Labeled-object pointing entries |

▬▬▬

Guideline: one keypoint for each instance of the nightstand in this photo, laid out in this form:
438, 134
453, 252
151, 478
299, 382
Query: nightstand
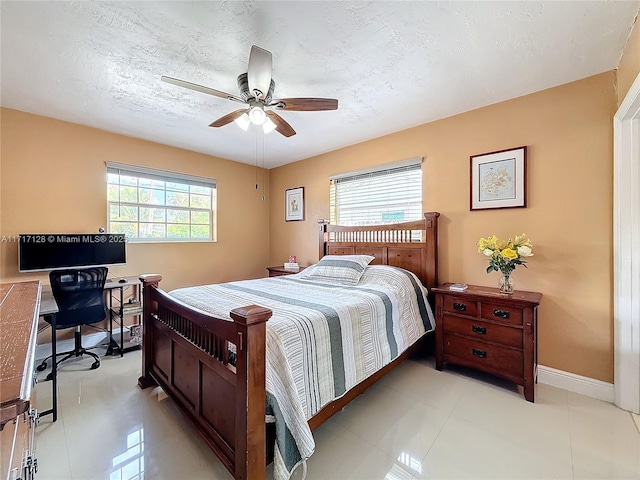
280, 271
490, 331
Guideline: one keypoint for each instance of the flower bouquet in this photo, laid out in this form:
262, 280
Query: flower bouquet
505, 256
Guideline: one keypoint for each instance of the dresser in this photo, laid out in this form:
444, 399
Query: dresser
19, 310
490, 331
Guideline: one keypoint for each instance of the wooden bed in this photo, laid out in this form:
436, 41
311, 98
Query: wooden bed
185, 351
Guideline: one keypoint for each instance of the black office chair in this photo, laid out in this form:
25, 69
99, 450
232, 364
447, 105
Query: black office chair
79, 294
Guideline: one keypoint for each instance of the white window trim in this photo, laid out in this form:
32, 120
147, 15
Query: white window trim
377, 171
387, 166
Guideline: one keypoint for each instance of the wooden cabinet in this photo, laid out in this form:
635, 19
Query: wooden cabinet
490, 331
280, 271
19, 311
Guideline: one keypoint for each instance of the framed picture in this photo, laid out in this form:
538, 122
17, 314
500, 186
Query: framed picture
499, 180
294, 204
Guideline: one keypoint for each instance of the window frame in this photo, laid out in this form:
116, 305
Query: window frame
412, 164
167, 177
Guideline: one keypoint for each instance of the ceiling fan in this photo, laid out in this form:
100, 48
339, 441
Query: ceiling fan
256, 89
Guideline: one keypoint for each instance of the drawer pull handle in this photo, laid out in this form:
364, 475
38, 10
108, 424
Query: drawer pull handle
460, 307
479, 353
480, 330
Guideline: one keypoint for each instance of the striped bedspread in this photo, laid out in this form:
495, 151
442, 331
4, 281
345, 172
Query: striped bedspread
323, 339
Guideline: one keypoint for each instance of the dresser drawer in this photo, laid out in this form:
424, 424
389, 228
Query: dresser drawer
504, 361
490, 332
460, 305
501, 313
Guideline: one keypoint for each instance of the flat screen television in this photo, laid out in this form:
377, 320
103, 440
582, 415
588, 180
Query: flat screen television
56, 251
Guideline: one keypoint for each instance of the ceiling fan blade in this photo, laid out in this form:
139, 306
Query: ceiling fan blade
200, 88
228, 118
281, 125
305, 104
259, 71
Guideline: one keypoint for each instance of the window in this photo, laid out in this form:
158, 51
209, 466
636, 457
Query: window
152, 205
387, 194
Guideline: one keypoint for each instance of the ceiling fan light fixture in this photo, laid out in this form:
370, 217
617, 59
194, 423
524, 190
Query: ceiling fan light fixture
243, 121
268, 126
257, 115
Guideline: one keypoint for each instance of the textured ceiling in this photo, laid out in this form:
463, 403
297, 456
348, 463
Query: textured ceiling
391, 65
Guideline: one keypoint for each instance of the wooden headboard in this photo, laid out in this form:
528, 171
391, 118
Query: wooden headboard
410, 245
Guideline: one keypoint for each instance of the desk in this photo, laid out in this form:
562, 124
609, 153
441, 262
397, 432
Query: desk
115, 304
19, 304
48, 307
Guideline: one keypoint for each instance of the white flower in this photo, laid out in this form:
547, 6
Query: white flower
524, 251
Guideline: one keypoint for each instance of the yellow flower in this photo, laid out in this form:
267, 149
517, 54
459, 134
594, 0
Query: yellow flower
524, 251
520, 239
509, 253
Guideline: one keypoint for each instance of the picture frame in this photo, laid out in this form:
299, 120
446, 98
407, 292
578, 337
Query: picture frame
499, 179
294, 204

▬▬▬

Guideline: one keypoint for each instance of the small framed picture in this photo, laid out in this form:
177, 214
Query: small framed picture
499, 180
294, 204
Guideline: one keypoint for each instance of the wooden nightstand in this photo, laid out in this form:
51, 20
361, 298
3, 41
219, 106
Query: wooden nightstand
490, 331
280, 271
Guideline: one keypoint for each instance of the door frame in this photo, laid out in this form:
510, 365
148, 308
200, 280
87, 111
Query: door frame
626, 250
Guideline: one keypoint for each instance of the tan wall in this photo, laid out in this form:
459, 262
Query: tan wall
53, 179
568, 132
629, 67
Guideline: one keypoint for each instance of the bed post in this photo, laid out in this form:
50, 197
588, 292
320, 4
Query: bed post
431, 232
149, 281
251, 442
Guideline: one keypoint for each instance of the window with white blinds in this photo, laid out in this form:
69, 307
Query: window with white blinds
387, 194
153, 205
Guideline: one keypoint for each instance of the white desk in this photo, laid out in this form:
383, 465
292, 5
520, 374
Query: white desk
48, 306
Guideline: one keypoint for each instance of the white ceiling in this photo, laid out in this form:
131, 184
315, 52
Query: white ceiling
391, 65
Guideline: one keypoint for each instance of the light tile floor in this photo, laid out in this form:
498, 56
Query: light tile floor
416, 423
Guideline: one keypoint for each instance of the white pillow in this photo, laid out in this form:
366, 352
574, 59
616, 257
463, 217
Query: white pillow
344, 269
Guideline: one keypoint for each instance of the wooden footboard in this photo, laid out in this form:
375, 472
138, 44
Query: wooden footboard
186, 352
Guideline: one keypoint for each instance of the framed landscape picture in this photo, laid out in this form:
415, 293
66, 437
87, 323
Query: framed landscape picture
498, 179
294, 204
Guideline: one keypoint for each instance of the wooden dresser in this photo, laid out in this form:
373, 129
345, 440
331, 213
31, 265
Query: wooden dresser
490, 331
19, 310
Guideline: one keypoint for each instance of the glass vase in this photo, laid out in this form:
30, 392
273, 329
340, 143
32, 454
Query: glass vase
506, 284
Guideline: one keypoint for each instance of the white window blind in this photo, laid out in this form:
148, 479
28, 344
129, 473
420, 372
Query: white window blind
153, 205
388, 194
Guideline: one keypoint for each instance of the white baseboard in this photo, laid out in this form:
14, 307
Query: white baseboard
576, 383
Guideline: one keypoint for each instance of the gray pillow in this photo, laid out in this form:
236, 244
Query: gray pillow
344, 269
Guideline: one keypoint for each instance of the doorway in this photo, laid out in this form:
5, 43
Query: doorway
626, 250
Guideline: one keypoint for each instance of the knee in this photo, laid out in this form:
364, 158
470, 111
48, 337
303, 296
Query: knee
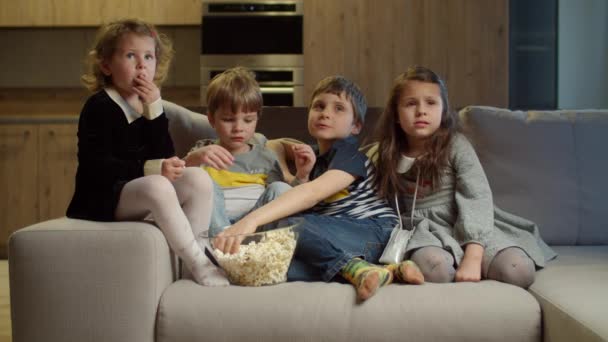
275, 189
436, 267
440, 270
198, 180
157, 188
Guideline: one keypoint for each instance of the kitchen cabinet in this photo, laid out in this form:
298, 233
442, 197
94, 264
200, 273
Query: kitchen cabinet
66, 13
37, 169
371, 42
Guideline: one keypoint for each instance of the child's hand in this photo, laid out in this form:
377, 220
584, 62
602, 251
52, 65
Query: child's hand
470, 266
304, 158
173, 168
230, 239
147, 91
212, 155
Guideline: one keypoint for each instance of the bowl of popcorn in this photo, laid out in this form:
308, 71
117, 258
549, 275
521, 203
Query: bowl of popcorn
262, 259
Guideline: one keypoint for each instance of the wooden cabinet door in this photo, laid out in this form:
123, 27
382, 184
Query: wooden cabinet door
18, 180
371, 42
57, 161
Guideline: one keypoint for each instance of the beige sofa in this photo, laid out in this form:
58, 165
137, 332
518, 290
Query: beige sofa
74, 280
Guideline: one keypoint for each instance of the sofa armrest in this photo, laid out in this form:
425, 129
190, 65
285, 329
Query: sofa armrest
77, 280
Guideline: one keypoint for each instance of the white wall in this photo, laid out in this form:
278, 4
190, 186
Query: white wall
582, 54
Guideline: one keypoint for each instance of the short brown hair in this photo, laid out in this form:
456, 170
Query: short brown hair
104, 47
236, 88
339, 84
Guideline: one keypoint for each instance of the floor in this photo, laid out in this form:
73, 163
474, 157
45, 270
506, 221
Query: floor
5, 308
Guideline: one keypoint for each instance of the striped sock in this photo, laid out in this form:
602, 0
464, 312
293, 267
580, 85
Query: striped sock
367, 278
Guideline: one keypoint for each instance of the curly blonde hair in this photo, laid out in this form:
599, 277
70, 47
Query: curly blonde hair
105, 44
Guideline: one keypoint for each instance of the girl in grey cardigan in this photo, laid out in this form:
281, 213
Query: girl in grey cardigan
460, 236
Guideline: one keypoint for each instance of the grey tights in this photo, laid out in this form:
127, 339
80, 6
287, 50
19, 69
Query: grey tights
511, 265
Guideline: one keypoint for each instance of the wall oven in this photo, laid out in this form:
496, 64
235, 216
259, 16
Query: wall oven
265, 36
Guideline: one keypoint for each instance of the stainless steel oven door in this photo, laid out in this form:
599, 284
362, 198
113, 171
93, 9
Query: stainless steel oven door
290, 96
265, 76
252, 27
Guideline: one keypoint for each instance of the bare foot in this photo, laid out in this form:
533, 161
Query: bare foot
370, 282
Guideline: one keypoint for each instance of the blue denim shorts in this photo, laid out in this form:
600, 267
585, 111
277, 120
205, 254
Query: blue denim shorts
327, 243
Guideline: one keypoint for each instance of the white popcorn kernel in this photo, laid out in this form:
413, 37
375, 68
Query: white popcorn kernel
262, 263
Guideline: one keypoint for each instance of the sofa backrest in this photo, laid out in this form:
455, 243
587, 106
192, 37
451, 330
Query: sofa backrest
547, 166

▬▬▬

Your objective |
List each line in the labeled-object pointing entries above that contains the string "striped". Case counts.

Output of the task |
Guideline: one keypoint for each instance of the striped bedspread in this photo, laid out in this form:
Query: striped bedspread
Guideline: one keypoint for each instance of the striped sock in this photo, laid out in this form:
Query: striped sock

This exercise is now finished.